(Point localization data)
- Opening Delimiter -

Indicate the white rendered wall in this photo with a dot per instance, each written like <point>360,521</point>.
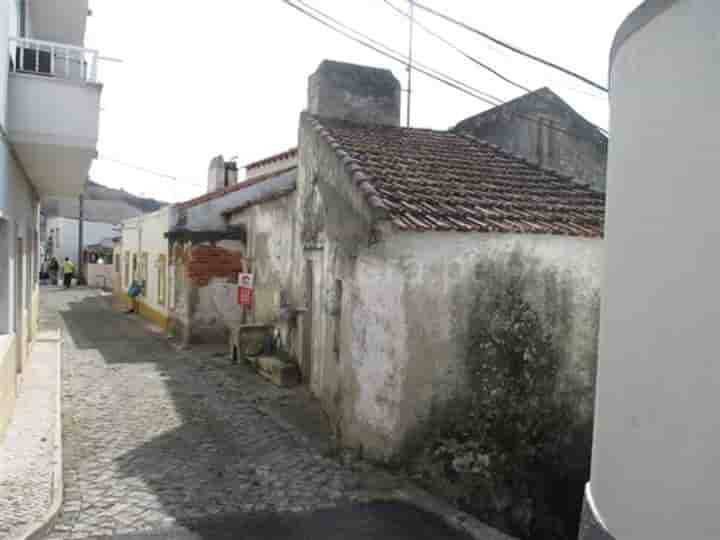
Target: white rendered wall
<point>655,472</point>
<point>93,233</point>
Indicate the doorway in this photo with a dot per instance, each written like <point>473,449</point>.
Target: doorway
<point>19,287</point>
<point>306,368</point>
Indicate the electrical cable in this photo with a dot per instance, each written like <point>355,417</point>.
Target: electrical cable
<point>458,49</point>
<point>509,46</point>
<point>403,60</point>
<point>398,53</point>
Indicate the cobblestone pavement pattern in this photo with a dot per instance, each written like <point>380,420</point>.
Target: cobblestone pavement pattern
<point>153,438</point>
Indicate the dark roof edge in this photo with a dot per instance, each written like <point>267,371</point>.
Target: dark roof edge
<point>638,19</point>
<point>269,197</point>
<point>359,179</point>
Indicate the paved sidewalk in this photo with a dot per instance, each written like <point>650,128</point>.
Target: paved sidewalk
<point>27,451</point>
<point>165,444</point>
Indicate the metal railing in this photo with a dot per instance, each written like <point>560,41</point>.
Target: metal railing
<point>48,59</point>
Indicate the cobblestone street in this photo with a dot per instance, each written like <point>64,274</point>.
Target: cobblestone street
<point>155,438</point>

- Closing Delimiter -
- Opening Delimiter -

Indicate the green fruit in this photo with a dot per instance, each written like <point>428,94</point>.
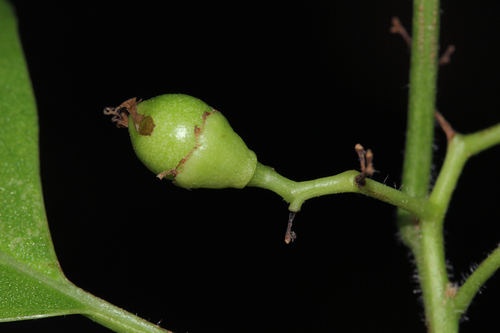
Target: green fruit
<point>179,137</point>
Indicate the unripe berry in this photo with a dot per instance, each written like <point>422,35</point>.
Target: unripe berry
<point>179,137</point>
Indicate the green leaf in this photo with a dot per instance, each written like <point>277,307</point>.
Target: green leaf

- Closing Delimiter -
- Opening Delimiter -

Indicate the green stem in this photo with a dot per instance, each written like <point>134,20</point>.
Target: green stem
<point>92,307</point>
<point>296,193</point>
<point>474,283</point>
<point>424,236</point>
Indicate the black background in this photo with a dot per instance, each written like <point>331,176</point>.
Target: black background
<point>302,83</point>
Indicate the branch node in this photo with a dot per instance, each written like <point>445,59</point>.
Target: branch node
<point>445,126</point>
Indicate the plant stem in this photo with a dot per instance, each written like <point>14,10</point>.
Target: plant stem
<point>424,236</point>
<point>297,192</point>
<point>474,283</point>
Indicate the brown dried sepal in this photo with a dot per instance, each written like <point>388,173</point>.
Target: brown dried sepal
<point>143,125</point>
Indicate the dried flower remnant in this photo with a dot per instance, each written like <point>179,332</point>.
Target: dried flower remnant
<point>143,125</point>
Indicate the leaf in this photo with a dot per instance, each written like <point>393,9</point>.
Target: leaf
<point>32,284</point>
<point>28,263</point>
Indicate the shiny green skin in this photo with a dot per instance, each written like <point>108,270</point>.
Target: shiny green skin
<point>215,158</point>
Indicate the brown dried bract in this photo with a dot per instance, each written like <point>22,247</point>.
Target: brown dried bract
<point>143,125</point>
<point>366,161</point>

- Closing Delimiter -

- _YOUR TASK_: Starting at the line above that holds "Target: unripe berry" and ending at the line that holds "Target: green leaf", transcribe each line exactly and include no other lines.

- _EXERCISE SOLUTION_:
Target: unripe berry
<point>179,137</point>
Indicate the green leaf in this photo with a dot per instance, each written like <point>277,307</point>.
Target: green leaf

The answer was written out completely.